## Provided text:
Neonatal stroke occurs more frequently in males than females across diverse ethnic backgrounds and nationalities. However, the sex steroid environment at the time of stroke does not completely explain the sexual dimorphism observed in stroke risk and outcome in children. Preliminary data indicates that sex differences in ischemic sensitivity also extends to the cellular level, as astrocytes and neurons from male neonatal rodents are more sensitive to oxygen-glucose deprivation (OGD), an in vitro model of ischemia, than cells from female neonatal rodents. Our preliminary data suggest that the sex-specific responses of astrocytes to OGD are linked to developmental reprogramming by testosterone during sexual brain differentiation. The central hypothesis is that the developing brain can assume either a "male" or "female" basal ischemic sensitivity, with males being more sensitive, and that testosterone-induced reprogramming of astrocytes during brain differentiation shapes the development of "male" rather than "female" cellular (astrocyte and neuronal) ischemic sensitivity in neonatal brain. This proposal is innovative in that it will link testosteroe exposure during brain development to sex differences in cellular ischemic sensitivity in neonatal brain via a novel astrocyte-specific mechanism involving microRNA 29 (miR-29) mediated regulation of de novo DNA methylation enzymes and subsequent epigenetic modifications and expression of genes responsible for shaping ischemic sensitivity of astrocytes directly and of neurons indirectly. To investigate this mechanism directly, we will use an innovative approach, whereby testosterone levels during brain sexual differentiation are altered in vivo in male and female rats and then sex-stratified cultures of astrocytes and neurons derived from these rats postnatally are studied in vitro separately and in co-cultures.

## Given data:
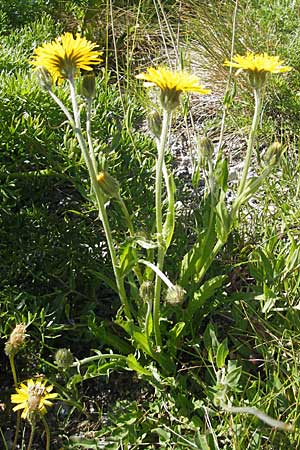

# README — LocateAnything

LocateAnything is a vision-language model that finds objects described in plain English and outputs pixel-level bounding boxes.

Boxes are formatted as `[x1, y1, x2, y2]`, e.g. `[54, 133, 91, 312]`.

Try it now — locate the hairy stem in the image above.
[153, 110, 171, 346]
[69, 79, 131, 319]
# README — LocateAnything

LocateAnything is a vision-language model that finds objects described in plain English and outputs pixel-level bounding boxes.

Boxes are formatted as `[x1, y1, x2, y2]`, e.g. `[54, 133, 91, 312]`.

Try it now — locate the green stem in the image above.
[145, 300, 153, 351]
[11, 411, 21, 450]
[26, 424, 35, 450]
[9, 355, 18, 385]
[71, 353, 127, 367]
[85, 99, 98, 173]
[197, 239, 224, 283]
[69, 79, 132, 319]
[117, 195, 143, 285]
[42, 416, 50, 450]
[9, 355, 21, 450]
[153, 109, 171, 346]
[237, 89, 262, 198]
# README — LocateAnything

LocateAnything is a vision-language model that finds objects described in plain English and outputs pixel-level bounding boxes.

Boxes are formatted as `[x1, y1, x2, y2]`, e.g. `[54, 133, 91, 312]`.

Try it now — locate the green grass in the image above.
[0, 0, 300, 450]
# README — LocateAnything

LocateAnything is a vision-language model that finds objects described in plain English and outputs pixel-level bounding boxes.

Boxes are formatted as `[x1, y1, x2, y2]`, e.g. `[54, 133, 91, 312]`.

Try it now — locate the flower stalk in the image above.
[153, 109, 171, 347]
[69, 78, 132, 319]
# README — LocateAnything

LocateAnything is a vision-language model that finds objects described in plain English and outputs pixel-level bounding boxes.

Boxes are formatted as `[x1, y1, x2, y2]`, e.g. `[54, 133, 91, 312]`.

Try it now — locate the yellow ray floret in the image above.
[11, 379, 58, 419]
[31, 33, 102, 82]
[136, 67, 211, 94]
[224, 52, 292, 74]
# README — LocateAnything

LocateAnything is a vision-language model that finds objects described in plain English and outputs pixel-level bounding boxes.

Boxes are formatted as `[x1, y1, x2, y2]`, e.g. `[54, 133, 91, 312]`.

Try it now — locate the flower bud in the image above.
[148, 111, 162, 139]
[166, 284, 186, 306]
[97, 170, 120, 198]
[80, 74, 96, 100]
[139, 280, 154, 302]
[55, 348, 74, 369]
[34, 67, 53, 91]
[5, 323, 26, 356]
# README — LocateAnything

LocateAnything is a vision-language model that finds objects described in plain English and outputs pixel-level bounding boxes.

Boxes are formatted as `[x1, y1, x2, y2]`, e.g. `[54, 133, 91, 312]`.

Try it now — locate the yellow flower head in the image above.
[224, 52, 292, 87]
[136, 67, 211, 110]
[11, 379, 58, 419]
[31, 33, 102, 82]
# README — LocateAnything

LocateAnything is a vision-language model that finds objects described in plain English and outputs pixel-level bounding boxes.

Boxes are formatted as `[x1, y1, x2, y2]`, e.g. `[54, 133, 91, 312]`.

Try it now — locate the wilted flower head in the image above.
[224, 52, 292, 88]
[5, 323, 26, 356]
[136, 67, 211, 111]
[31, 33, 102, 82]
[11, 379, 58, 419]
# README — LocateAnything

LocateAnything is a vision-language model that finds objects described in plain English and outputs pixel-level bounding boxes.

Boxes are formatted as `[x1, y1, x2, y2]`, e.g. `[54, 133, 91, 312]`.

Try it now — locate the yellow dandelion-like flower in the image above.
[224, 52, 292, 87]
[11, 379, 58, 419]
[136, 67, 211, 110]
[31, 33, 103, 82]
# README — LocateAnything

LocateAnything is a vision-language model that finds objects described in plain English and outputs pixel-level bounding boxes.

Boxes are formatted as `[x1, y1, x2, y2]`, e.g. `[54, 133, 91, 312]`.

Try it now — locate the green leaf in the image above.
[127, 355, 152, 377]
[136, 236, 158, 250]
[132, 331, 152, 356]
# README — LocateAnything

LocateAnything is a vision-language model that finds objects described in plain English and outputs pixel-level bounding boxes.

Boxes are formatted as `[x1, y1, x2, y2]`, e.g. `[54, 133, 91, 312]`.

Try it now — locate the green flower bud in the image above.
[34, 67, 53, 91]
[55, 348, 74, 369]
[139, 280, 154, 302]
[166, 284, 186, 306]
[80, 74, 96, 100]
[4, 323, 26, 356]
[97, 171, 120, 198]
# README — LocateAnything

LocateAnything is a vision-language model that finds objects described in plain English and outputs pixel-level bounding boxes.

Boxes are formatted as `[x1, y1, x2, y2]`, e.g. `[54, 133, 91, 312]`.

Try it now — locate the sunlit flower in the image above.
[11, 379, 58, 419]
[224, 52, 292, 87]
[136, 67, 211, 110]
[31, 33, 102, 82]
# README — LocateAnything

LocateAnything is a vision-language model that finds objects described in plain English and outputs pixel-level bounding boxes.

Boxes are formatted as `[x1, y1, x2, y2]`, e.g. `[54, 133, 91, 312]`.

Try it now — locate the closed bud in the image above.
[5, 323, 26, 357]
[148, 111, 162, 139]
[97, 170, 120, 198]
[34, 67, 53, 91]
[166, 284, 186, 306]
[80, 74, 96, 100]
[139, 280, 154, 302]
[55, 348, 74, 369]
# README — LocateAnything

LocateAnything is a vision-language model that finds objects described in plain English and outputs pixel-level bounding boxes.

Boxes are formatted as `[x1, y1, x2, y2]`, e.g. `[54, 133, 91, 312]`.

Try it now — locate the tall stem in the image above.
[9, 355, 21, 450]
[153, 109, 171, 346]
[69, 79, 131, 319]
[237, 89, 262, 197]
[26, 424, 35, 450]
[42, 416, 50, 450]
[85, 99, 98, 173]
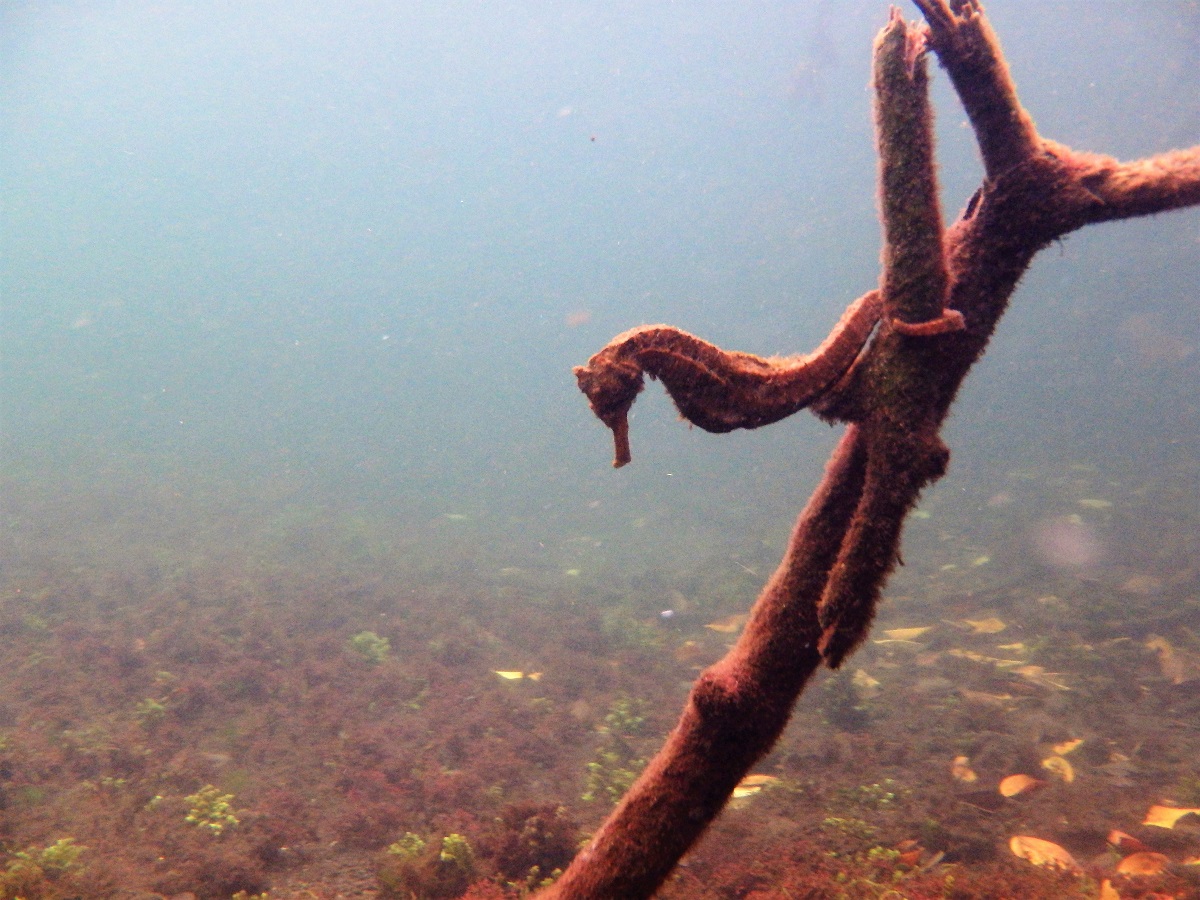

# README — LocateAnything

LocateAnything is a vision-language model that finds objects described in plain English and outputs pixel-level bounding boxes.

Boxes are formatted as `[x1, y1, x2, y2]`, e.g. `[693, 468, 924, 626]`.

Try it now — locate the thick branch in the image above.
[575, 290, 880, 468]
[544, 0, 1200, 900]
[913, 0, 1037, 178]
[1042, 140, 1200, 234]
[874, 8, 962, 334]
[538, 427, 866, 900]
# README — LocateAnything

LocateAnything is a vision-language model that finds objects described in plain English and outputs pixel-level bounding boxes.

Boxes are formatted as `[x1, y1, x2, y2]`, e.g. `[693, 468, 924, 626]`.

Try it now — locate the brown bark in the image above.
[539, 0, 1200, 900]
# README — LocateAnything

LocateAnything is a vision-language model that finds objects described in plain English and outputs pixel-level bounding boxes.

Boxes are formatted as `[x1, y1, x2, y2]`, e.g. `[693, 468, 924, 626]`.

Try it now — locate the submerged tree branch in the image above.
[540, 0, 1200, 900]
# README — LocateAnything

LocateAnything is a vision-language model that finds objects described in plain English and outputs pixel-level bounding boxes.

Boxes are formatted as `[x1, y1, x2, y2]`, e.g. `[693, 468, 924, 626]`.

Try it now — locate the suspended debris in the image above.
[959, 616, 1008, 635]
[1108, 829, 1150, 853]
[1042, 756, 1075, 785]
[1117, 851, 1171, 875]
[704, 612, 749, 635]
[875, 625, 934, 643]
[1142, 806, 1200, 828]
[733, 775, 779, 800]
[997, 775, 1045, 797]
[950, 756, 979, 785]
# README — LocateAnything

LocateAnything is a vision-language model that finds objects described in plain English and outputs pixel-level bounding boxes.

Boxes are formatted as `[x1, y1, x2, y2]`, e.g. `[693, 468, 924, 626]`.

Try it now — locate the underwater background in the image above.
[0, 0, 1200, 900]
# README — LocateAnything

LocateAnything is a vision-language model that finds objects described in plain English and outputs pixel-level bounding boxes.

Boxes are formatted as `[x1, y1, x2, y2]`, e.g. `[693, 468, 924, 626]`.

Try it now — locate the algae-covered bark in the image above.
[542, 0, 1200, 900]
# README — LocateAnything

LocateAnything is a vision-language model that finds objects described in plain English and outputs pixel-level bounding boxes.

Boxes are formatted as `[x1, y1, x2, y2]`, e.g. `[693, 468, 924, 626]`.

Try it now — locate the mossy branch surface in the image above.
[539, 0, 1200, 900]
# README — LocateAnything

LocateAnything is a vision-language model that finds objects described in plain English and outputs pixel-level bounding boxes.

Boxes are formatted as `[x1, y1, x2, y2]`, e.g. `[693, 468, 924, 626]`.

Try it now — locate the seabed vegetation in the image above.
[0, 461, 1200, 900]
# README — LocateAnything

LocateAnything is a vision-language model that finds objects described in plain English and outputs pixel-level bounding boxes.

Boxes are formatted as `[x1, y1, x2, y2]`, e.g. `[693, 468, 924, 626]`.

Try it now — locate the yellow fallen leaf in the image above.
[1013, 666, 1070, 691]
[733, 775, 779, 800]
[1142, 806, 1200, 828]
[850, 668, 880, 700]
[962, 616, 1008, 635]
[876, 625, 934, 643]
[1117, 851, 1171, 875]
[1146, 635, 1200, 684]
[1106, 828, 1150, 853]
[1042, 756, 1075, 785]
[997, 775, 1044, 797]
[959, 688, 1016, 712]
[950, 756, 979, 785]
[1008, 834, 1084, 874]
[704, 612, 749, 635]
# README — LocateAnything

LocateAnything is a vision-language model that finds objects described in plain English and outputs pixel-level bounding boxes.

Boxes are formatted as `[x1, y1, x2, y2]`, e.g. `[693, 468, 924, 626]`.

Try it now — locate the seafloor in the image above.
[0, 461, 1200, 900]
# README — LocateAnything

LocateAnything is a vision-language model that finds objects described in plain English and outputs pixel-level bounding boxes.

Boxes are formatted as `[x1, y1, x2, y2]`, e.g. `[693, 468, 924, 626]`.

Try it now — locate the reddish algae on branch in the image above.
[539, 0, 1200, 900]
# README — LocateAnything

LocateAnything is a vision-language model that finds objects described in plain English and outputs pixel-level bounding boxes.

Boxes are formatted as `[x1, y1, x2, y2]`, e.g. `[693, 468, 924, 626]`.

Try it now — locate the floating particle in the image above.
[950, 756, 979, 785]
[704, 612, 749, 635]
[1142, 806, 1200, 828]
[1013, 666, 1070, 691]
[875, 625, 934, 643]
[997, 775, 1045, 801]
[1106, 829, 1150, 853]
[1042, 756, 1075, 785]
[961, 616, 1008, 635]
[1117, 851, 1171, 875]
[1008, 834, 1084, 875]
[850, 668, 880, 700]
[733, 775, 779, 800]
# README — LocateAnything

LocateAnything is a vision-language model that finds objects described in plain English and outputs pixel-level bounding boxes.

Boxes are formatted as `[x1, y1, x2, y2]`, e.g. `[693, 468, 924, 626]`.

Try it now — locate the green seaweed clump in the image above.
[185, 785, 238, 835]
[0, 838, 86, 900]
[378, 832, 476, 900]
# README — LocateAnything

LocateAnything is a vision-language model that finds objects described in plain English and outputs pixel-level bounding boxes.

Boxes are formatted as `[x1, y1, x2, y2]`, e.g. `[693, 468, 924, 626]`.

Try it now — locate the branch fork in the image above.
[549, 0, 1200, 900]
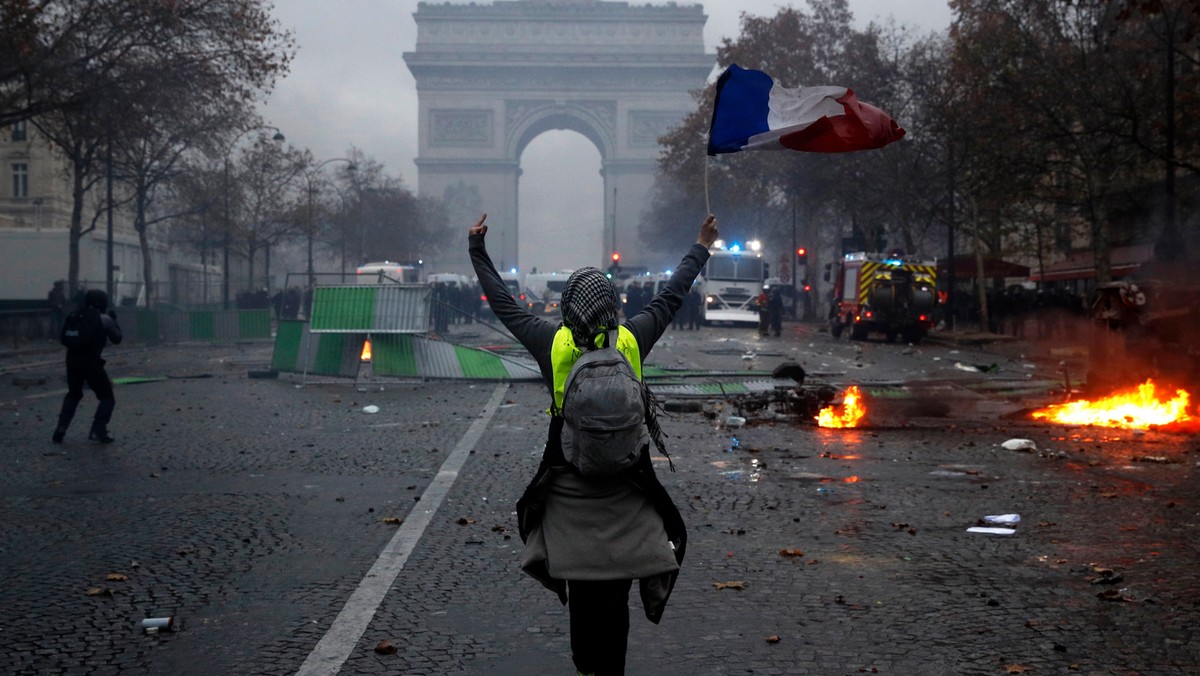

## Work request:
Using the neonatal stroke text, explain in one to three sentences why the proposal is called innovative.

## Solved exercise:
The proposal will link testosterone exposure during brain development to sex differences in cellular ischemic sensitivity in the neonatal brain through a novel astrocyte-specific mechanism. In this mechanism, microRNA 29 (miR-29) regulates de novo DNA methylation enzymes. This leads to epigenetic modifications and to expression of genes that shape the ischemic sensitivity of astrocytes directly and of neurons indirectly.